── The records ──
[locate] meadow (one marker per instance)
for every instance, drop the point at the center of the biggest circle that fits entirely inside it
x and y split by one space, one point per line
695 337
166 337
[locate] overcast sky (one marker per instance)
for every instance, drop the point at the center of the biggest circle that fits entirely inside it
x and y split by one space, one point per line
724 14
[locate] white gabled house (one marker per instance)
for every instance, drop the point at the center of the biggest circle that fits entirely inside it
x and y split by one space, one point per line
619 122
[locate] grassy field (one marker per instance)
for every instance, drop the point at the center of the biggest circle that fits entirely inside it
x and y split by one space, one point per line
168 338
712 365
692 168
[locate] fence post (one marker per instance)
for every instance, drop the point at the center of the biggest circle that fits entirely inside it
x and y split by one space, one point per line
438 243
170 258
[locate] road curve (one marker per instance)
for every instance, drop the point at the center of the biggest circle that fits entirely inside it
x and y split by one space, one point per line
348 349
───
── The records ──
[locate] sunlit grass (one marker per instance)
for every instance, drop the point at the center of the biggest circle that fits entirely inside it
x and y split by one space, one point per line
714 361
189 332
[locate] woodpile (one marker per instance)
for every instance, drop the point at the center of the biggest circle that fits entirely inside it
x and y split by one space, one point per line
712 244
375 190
───
§ **To do**: Copy every line that includes the string "locate" from the material above.

§ **Response below**:
[locate] meadow (one marker per instance)
[locate] overcast sky (one marker per instance)
[locate] white gabled house (one marker per instance)
[locate] grassy field (one marker per instance)
[locate] fence post (one marker per instance)
[locate] road curve (one marker per instance)
[locate] sunlit grass (one marker per instance)
[locate] woodpile (one marker per instance)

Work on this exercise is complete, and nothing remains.